▸ **Exercise directions**:
Read through the entries below and copy each line where "cloud" turns up.

Extracted records
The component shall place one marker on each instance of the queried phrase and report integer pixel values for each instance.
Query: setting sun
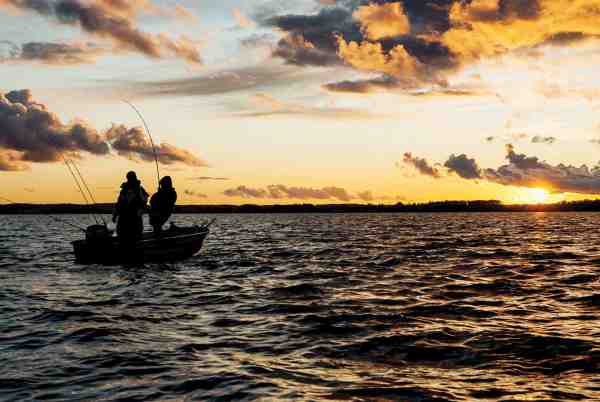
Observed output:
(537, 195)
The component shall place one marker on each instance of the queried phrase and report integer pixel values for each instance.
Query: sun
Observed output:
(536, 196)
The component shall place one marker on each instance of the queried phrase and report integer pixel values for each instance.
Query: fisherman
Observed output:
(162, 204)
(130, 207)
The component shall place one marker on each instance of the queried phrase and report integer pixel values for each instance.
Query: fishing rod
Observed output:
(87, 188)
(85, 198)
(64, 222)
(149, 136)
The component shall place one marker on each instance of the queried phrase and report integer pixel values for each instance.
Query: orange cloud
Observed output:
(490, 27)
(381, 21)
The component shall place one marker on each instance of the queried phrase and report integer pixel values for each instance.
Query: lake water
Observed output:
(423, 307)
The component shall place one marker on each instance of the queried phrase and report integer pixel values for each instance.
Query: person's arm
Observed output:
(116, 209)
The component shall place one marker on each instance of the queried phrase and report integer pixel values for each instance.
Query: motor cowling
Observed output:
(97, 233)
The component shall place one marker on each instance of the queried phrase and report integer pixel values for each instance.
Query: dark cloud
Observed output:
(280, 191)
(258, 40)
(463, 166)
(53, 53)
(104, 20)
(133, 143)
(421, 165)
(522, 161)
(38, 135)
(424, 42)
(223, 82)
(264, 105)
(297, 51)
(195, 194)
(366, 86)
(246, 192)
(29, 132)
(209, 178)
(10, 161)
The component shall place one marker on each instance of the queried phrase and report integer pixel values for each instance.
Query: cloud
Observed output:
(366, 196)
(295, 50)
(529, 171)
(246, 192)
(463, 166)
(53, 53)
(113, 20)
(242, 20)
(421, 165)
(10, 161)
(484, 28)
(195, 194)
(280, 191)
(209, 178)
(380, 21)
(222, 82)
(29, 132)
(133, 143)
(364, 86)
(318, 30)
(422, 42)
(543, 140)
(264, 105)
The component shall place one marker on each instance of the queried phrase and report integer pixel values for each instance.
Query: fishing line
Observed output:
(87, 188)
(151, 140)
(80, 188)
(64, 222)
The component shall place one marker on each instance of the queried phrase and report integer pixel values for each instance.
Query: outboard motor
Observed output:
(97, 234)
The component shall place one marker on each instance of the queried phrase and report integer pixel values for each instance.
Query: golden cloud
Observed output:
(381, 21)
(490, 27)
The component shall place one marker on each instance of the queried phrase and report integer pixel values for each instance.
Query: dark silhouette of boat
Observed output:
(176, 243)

▸ **Task answer**:
Query: orange cloud
Query: dark cloud
Query: cloud
Query: golden cloud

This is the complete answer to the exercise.